What to do :: Each entry must be output exactly as it appears.
:: Supplied material ::
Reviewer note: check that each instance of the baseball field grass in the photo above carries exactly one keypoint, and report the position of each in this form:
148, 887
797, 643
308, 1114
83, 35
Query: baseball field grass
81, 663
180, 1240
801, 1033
:::
Final answer ::
Reviewer note: check that each instance of the baseball field grass in the photo above carries exactly one keypoint, and report the position of each in this form:
148, 887
797, 643
308, 1114
83, 35
Query: baseball field grass
81, 663
180, 1240
801, 1033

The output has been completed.